Saved entries
================================

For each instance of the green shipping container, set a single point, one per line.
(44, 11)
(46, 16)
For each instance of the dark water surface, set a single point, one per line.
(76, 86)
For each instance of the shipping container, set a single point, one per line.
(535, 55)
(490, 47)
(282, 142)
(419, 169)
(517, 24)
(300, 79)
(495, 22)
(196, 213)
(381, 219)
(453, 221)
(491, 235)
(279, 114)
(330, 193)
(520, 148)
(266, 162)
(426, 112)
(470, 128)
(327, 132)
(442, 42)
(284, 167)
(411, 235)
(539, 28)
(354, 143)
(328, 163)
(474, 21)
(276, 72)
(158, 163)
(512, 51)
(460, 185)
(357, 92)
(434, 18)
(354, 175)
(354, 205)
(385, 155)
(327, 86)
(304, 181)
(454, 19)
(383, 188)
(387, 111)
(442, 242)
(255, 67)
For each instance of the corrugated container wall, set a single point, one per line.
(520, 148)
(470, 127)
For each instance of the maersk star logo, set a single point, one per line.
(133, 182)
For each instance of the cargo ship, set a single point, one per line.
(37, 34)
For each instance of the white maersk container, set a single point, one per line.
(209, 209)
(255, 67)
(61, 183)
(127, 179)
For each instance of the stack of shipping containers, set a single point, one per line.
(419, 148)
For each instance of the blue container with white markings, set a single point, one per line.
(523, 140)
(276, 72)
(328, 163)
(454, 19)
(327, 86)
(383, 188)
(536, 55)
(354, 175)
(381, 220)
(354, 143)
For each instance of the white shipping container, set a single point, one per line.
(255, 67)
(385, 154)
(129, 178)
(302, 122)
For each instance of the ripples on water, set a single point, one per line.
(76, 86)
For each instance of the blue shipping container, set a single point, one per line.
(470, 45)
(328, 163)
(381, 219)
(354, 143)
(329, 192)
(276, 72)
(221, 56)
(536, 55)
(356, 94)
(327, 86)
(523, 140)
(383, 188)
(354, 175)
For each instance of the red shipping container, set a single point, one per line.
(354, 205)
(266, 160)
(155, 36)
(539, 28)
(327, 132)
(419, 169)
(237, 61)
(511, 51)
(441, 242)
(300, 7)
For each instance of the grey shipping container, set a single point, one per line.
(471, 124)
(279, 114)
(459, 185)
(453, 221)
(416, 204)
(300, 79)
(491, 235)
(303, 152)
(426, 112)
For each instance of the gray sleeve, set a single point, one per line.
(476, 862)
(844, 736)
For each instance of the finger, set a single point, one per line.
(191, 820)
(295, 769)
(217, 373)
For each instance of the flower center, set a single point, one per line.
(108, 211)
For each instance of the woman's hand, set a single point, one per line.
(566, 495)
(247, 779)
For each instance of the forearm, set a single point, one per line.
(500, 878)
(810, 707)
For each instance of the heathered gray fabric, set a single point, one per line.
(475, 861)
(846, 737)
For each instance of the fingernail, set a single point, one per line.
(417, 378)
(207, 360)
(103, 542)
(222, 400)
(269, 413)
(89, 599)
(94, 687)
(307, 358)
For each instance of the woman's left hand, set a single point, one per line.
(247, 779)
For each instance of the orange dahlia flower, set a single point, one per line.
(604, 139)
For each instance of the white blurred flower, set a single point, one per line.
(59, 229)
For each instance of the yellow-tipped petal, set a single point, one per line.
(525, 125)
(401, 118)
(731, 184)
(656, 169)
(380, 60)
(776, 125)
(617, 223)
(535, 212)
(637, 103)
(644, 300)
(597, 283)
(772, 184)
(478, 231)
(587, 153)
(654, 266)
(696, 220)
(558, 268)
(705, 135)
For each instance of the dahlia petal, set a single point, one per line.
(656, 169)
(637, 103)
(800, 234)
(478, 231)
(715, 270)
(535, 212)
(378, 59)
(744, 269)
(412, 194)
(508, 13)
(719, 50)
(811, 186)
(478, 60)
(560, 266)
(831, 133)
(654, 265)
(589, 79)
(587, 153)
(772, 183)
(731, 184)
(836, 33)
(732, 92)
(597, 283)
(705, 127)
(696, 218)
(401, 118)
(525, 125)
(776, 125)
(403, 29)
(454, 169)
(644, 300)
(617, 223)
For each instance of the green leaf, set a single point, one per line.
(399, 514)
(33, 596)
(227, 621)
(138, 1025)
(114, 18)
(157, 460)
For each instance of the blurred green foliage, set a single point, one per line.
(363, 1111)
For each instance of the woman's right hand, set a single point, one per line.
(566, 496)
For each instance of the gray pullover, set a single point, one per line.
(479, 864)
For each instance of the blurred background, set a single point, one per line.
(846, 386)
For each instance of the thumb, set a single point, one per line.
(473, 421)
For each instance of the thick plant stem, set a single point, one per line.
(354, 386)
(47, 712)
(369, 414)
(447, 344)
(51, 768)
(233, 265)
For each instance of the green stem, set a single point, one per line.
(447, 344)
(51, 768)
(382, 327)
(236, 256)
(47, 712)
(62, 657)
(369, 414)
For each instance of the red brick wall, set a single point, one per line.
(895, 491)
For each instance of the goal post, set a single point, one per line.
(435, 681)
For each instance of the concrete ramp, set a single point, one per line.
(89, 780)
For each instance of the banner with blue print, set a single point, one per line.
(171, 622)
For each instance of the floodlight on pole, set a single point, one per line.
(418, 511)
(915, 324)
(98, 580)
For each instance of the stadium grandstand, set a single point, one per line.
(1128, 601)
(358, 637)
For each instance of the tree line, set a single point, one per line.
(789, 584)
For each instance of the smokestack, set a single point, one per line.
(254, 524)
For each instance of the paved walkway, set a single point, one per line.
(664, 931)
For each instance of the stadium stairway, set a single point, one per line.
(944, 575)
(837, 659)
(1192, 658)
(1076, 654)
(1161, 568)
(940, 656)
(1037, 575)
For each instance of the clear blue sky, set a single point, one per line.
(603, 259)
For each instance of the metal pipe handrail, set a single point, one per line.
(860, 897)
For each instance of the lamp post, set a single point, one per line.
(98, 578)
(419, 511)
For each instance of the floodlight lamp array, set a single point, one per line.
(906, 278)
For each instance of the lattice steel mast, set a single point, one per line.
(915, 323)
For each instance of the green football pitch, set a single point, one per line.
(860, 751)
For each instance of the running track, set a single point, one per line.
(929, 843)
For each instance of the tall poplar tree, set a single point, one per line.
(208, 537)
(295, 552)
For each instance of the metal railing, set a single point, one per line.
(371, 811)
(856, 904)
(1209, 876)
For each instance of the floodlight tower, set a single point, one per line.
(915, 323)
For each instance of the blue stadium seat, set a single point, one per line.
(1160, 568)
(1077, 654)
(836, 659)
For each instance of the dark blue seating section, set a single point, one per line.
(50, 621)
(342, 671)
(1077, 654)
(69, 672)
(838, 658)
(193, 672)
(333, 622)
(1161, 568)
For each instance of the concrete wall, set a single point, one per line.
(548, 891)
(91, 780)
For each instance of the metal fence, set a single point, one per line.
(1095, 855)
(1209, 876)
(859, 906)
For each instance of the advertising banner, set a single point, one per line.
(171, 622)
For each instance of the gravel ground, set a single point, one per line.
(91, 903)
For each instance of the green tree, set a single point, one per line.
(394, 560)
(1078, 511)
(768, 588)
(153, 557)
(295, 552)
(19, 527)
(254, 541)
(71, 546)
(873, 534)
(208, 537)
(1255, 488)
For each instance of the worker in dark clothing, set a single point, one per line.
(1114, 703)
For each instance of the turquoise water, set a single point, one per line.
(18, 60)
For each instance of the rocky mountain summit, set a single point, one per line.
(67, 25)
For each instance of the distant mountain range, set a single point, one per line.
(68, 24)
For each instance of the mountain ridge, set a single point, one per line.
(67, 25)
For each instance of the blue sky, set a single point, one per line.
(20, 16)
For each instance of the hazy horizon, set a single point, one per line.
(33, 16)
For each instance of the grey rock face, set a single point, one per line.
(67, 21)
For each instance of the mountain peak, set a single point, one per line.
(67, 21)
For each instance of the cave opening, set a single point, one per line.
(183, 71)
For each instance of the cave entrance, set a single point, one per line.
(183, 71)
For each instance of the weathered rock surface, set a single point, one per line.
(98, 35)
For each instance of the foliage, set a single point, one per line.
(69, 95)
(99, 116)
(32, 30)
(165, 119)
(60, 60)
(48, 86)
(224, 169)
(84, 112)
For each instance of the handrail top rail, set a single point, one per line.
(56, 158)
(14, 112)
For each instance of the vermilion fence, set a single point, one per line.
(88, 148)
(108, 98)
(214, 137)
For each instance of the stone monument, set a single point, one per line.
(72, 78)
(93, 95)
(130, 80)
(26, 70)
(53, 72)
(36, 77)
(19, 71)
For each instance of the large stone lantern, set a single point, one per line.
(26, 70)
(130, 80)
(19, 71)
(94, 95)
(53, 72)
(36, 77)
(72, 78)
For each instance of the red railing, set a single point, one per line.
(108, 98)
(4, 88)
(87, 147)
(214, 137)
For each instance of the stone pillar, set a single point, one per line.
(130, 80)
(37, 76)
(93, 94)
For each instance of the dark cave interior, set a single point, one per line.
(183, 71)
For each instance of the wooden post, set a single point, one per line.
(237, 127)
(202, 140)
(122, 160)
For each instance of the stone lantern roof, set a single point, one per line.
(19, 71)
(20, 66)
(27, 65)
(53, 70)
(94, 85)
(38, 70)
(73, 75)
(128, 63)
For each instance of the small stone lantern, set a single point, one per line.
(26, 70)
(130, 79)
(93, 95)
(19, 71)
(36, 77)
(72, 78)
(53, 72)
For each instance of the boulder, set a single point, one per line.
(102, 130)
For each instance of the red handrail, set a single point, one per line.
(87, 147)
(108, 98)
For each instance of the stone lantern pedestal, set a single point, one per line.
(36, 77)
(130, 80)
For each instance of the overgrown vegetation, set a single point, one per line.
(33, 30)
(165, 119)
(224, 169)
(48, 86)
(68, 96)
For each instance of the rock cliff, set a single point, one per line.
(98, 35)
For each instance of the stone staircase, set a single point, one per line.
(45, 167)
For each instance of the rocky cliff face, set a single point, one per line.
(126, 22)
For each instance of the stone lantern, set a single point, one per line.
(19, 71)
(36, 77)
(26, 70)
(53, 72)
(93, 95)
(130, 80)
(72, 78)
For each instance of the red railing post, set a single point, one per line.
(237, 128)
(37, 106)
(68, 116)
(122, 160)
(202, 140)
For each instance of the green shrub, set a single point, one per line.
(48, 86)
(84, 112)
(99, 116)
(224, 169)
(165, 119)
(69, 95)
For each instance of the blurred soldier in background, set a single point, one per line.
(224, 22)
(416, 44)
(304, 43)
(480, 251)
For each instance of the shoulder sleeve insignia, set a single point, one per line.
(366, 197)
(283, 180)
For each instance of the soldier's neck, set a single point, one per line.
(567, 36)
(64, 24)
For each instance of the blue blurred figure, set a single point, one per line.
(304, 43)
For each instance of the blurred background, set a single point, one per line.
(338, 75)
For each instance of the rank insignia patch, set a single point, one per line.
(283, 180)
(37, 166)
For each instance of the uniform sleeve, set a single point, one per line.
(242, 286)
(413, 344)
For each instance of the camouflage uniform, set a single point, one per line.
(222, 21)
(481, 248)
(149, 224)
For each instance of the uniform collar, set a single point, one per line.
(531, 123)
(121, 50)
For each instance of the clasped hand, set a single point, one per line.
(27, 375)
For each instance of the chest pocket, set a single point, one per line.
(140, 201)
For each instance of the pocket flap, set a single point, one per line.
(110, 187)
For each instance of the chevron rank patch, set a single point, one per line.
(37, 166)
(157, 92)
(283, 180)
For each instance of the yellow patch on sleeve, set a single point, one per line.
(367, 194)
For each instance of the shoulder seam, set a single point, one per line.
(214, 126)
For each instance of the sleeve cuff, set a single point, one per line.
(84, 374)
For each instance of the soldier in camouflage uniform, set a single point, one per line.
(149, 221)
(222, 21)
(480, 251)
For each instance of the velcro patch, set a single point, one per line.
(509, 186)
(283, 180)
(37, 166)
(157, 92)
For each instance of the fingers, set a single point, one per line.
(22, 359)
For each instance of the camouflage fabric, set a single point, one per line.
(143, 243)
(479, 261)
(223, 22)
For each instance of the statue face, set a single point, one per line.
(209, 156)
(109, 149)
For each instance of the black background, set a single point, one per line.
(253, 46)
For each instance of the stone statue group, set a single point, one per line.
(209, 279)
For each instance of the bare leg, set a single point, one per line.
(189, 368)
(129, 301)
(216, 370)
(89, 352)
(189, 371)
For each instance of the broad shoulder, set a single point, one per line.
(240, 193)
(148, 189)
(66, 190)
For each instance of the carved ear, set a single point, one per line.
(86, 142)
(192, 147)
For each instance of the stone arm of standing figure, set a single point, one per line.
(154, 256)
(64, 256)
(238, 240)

================================

ACTIVITY: Transcribe exactly, and only, the lines from the one bearing "For each instance of the carved" through the last line of the entries, counting both.

REPLY:
For each instance of the carved ear, set a single point, one per line.
(86, 142)
(192, 147)
For each instance of the stone arm of standing figure, set a single point, one per line.
(154, 256)
(64, 256)
(238, 240)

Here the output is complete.